Bei der Taufe des Heilandes war auch der Teufel unter den Au-
genzeugen. Er sah, wie die Herrlichkeit Gottes den Sohn umhüllte.
Er hörte, wie die Stimme des Herrn die Gottheit Jesu bezeugte. Seit
dem Fall Adams hatte der persönliche Verkehr der Menschen mit
Gott aufgehört; die Verbindung zwischen Himmel und Erde war nun
durch Christus wiederhergestellt worden. Aber nun, da Jesus „in
der Gestalt des sündlichen Fleisches“ (
Römer 8,3
) gekommen war,
sprach der Vater jetzt wieder selbst. Einst hatte er durch Christus
mit den Menschen geredet, jetzt verkehrte er mit ihnen in Christus.
Satan hatte damit gerechnet, daß die Abneigung Gottes gegen das
Böse eine ewige Trennung zwischen Himmel und Erde herbeiführen
würde. Diese Hoffnung erfüllte sich nicht; denn es wurde offenbar,
daß durch den Mittler Jesus Christus nun wieder eine Verbindung
zwischen Gott und den Menschen hergestellt war.

:::

## Deine Aufgabe
Womit hatte Satan laut dem Lesetext über die Taufe Jesu gerechnet? Die Datensätze braucht man dafür nicht.

:::

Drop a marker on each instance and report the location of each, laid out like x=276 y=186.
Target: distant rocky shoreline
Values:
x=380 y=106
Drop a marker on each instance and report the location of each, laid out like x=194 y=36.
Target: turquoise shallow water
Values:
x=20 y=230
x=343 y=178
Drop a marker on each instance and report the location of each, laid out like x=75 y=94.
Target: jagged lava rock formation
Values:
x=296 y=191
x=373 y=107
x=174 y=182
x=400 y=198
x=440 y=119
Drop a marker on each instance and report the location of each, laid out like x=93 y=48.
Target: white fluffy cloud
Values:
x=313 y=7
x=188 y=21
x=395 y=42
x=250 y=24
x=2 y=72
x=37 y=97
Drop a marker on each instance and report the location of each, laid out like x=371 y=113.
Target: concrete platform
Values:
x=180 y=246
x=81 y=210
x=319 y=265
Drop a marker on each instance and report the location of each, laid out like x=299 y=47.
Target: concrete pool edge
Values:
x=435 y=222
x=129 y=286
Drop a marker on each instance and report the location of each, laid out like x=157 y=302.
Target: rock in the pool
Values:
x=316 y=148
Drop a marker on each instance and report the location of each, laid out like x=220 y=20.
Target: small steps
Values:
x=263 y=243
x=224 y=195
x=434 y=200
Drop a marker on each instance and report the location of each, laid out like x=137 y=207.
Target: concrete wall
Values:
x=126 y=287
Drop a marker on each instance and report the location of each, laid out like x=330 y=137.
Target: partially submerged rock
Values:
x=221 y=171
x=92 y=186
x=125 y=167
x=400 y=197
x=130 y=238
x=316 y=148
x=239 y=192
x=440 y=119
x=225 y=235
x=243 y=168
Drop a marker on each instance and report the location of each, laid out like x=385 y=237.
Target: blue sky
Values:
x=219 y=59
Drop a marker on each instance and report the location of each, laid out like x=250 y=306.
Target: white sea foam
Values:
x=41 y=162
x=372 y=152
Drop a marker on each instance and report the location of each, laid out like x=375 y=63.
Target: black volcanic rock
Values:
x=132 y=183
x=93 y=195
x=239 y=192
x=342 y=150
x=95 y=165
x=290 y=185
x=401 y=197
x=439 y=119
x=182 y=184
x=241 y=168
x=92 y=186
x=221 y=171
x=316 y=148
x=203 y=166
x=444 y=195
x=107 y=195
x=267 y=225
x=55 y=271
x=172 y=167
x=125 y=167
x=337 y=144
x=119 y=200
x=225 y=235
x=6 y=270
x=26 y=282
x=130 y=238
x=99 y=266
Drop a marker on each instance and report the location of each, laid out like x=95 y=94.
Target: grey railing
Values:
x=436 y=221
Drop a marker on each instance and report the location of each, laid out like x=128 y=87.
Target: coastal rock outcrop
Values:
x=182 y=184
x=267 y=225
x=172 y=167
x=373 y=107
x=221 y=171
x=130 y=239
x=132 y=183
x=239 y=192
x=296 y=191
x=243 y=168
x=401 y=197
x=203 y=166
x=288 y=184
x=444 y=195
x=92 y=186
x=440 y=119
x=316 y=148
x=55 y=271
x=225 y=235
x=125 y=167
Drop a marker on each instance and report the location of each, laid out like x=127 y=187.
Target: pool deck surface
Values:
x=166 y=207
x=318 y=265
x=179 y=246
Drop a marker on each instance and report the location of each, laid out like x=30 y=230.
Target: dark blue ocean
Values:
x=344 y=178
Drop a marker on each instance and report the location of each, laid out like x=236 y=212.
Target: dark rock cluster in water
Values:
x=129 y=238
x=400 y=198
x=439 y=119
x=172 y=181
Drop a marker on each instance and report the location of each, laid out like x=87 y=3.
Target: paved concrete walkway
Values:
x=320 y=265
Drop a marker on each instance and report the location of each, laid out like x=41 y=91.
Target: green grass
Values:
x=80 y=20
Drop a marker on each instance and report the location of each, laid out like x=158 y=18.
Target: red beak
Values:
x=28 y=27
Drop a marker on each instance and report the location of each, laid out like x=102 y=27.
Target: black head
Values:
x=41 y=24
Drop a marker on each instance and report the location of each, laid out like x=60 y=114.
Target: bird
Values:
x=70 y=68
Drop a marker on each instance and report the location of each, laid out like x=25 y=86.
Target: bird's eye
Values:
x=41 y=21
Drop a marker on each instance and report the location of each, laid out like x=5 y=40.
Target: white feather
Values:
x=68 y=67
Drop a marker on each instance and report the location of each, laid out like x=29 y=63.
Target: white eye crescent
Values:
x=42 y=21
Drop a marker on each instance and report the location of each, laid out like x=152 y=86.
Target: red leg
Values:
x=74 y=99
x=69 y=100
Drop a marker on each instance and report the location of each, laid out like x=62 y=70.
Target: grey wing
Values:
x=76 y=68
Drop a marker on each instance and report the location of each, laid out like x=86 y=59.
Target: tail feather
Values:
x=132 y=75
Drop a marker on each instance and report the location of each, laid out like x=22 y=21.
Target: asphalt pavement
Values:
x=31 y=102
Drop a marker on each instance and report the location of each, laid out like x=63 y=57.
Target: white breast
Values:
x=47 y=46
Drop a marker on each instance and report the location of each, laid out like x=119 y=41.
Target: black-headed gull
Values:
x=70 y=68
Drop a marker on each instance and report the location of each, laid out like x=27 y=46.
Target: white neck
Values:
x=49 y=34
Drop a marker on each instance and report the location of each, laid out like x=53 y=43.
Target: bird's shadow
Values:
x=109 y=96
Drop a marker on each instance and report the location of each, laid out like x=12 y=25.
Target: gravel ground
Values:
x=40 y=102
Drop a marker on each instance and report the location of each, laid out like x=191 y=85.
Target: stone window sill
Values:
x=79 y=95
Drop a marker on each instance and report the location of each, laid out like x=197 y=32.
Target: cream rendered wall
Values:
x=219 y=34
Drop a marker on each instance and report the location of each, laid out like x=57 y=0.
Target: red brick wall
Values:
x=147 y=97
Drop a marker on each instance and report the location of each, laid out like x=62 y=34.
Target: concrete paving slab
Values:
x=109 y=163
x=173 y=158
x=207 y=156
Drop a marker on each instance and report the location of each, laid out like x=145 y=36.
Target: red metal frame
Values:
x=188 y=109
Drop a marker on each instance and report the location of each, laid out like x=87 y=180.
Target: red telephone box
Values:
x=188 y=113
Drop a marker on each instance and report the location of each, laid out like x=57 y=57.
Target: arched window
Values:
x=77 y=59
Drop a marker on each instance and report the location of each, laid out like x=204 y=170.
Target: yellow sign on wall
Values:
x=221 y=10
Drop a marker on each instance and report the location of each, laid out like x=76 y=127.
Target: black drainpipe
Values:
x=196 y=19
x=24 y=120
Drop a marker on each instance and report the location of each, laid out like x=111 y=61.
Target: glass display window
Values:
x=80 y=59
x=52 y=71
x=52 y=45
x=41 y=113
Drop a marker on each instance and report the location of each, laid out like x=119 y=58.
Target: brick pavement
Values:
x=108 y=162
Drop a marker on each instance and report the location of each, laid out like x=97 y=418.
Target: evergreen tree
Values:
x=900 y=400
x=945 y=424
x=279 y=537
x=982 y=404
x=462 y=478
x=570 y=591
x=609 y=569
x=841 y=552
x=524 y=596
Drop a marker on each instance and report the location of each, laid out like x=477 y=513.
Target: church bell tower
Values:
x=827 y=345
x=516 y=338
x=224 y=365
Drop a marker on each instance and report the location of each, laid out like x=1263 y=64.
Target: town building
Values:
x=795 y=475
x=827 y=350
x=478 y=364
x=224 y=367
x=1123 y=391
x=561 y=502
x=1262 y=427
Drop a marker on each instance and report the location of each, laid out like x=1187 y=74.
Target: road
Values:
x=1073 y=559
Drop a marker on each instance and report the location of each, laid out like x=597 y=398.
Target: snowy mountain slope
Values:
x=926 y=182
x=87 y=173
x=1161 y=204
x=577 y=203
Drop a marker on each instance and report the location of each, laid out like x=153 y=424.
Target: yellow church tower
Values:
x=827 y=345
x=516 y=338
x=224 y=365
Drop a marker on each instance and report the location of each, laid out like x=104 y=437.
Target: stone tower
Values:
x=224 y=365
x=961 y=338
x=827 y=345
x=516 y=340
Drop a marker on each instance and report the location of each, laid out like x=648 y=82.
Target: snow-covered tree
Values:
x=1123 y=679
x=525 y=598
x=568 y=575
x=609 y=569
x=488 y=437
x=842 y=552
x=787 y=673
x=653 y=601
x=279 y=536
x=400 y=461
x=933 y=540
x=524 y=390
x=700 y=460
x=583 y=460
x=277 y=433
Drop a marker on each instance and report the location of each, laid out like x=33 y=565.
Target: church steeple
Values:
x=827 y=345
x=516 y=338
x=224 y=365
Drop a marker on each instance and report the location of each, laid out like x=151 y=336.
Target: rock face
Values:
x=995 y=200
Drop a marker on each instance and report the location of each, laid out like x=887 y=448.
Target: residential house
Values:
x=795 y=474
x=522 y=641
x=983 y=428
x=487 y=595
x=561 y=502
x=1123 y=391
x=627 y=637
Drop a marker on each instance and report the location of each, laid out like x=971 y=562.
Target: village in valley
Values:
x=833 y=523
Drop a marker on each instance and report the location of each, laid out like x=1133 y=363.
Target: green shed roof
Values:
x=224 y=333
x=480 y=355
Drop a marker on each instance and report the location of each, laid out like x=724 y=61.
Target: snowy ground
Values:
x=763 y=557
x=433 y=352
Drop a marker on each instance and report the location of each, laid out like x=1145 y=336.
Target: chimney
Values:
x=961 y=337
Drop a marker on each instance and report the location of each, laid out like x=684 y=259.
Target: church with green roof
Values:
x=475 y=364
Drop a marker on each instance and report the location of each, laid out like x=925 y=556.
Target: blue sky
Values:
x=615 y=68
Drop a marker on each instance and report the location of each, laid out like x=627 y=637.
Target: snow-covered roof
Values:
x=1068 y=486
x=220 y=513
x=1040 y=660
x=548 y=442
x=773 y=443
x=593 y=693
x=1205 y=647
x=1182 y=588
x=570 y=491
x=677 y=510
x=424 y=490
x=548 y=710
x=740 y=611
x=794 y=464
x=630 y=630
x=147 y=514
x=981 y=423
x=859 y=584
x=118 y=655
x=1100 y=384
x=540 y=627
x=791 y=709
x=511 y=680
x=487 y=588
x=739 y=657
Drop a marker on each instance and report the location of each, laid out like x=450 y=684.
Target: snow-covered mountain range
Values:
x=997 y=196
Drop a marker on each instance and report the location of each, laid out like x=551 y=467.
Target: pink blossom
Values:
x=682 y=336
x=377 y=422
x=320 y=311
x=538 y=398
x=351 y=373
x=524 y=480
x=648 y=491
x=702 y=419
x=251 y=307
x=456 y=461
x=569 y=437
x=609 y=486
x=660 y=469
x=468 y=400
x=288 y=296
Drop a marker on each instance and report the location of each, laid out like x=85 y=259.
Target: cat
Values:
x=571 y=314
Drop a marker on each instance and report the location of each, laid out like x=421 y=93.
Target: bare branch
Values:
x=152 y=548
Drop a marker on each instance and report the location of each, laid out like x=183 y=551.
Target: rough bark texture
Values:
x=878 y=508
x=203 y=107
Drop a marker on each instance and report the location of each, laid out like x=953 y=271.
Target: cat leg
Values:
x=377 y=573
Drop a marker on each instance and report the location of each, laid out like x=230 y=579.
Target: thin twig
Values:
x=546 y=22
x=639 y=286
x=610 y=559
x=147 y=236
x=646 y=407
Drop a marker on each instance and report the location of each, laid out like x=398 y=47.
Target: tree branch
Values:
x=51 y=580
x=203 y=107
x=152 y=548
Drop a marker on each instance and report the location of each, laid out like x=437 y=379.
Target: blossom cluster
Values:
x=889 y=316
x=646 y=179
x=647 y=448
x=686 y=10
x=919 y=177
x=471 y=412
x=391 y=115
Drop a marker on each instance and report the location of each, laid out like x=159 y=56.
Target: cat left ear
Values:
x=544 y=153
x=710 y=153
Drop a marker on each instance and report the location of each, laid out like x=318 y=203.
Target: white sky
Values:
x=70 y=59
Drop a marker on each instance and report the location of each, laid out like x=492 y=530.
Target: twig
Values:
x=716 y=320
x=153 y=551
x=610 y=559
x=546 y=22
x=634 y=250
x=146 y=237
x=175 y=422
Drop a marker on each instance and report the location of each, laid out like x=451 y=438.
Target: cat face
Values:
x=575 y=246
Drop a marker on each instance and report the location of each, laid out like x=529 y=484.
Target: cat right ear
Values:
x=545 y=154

:::

## Fertige Antwort
Damit, dass die Abneigung Gottes gegen das Böse eine ewige Trennung zwischen Himmel und Erde herbeiführen würde.